What this task involves. The required output consists solely of the lines from the line containing "of the gray" through the end of the records, copied exactly.

:: Supplied data ::

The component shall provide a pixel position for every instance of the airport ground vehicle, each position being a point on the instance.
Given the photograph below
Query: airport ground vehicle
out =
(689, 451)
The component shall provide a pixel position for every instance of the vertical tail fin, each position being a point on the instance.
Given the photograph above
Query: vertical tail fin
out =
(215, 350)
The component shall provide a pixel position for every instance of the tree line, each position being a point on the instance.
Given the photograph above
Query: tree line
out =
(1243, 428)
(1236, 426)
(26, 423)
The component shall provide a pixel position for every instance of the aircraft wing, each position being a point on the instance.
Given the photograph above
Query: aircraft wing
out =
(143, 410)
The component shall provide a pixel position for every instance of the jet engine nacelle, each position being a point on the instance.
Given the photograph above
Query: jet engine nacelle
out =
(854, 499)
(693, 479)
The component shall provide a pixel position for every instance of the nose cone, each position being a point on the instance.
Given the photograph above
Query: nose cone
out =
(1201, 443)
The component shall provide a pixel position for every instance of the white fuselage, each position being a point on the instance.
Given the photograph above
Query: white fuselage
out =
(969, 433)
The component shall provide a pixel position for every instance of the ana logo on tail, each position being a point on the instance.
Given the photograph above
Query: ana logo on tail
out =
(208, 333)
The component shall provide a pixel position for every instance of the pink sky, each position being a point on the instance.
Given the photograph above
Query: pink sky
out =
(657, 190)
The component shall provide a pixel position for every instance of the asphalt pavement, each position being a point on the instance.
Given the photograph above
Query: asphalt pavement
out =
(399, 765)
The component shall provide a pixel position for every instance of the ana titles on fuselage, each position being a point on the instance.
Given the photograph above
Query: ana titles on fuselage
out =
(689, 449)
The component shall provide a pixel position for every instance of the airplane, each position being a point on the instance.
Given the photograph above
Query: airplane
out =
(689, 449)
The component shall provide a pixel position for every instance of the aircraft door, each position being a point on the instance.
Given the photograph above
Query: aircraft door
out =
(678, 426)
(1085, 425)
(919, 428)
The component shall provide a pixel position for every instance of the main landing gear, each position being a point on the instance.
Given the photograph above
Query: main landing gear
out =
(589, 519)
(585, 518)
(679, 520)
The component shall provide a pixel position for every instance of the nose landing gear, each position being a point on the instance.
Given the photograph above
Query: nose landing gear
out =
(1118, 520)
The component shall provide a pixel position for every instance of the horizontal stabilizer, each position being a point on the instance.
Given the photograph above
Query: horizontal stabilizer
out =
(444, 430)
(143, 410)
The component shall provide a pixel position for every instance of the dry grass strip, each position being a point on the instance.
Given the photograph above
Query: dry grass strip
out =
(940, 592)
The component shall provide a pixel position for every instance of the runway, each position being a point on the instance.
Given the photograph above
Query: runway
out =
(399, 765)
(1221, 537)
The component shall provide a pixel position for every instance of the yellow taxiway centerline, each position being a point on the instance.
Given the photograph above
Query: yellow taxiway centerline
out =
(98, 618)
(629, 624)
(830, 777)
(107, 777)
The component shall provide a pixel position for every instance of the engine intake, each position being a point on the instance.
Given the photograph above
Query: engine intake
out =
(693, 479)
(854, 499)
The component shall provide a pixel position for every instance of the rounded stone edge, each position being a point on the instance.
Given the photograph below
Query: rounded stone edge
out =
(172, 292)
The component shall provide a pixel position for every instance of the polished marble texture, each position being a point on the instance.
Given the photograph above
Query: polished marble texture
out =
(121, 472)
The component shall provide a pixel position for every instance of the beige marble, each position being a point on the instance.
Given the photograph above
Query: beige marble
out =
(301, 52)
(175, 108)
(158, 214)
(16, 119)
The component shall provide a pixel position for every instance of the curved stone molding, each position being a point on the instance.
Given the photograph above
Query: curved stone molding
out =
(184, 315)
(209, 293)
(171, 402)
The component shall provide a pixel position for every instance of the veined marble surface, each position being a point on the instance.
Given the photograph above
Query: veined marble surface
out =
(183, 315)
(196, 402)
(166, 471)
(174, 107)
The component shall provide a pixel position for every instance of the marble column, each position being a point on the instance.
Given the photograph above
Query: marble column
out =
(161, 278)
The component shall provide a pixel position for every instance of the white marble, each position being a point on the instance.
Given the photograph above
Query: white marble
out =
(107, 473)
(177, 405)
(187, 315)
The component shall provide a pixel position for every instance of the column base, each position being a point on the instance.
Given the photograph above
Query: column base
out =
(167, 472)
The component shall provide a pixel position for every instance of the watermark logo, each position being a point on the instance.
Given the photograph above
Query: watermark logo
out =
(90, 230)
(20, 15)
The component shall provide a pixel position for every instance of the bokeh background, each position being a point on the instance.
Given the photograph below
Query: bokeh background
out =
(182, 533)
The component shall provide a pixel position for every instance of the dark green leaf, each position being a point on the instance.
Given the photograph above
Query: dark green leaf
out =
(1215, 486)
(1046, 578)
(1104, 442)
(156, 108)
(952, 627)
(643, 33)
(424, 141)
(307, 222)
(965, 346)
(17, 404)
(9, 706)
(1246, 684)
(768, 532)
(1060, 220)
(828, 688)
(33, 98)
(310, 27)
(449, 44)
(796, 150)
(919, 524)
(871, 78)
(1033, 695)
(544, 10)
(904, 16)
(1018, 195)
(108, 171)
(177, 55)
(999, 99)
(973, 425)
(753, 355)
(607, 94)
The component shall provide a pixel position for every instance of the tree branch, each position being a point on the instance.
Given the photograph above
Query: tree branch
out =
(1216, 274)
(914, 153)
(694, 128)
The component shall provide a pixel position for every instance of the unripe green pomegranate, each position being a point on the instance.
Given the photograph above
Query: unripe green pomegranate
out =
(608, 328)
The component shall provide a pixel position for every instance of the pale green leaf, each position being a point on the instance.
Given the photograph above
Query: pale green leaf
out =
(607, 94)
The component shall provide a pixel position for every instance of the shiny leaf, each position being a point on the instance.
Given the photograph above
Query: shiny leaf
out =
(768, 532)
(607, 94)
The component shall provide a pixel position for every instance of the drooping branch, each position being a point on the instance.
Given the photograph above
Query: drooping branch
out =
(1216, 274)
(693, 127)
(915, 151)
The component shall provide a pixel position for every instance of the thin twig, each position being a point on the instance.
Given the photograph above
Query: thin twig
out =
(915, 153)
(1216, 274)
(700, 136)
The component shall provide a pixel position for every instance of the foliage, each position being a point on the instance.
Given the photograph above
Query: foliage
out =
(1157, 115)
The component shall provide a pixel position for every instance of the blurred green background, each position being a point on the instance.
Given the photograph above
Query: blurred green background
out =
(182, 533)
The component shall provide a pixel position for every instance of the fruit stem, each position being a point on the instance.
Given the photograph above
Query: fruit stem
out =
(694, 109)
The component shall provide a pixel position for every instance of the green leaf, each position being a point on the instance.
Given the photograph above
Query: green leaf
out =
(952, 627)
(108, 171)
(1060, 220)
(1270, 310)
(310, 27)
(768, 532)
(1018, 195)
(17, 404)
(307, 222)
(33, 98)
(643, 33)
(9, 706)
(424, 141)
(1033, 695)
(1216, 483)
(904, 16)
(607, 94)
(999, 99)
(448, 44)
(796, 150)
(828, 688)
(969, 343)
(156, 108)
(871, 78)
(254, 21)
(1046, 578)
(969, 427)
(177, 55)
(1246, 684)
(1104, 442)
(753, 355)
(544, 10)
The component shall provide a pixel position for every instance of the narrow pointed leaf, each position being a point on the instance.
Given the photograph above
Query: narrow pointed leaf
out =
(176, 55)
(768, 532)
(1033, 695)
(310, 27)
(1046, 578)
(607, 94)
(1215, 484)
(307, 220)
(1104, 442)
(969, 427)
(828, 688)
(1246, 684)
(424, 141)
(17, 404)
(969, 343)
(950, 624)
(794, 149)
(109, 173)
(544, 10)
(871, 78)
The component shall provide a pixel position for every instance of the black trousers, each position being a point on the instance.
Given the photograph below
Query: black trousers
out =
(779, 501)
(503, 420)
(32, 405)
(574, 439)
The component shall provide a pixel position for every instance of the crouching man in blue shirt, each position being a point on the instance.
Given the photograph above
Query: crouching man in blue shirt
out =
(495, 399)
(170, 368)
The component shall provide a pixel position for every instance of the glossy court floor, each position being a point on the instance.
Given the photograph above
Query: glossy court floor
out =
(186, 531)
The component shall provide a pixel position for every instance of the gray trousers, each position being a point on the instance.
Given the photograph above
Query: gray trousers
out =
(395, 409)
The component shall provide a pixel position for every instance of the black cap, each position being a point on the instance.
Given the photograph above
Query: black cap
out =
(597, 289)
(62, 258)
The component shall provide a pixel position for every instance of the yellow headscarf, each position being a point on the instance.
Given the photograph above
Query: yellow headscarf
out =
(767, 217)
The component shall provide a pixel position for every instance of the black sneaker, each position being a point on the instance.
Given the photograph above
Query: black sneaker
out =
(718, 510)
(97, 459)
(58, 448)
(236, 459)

:::

Task solution.
The component shall provide a pixel position for every instance of the gray trousers, each position being a point on the instance.
Given the photograph above
Query: gray trousers
out =
(395, 409)
The component shall provide a pixel position for every instance of the black cap, each position being a point on the instance.
Given the photograph above
Query: black cap
out =
(597, 289)
(62, 258)
The component shall provide a pixel position for every instance of the yellow headscarf, each position being a point on the instance.
Given the photograph above
Query: yellow headscarf
out =
(767, 217)
The component shall provide a pixel position for every instance of the black sneaker, each position being a point on the instance.
Given the photograph above
Query: black sneaker
out =
(718, 510)
(97, 459)
(58, 448)
(236, 459)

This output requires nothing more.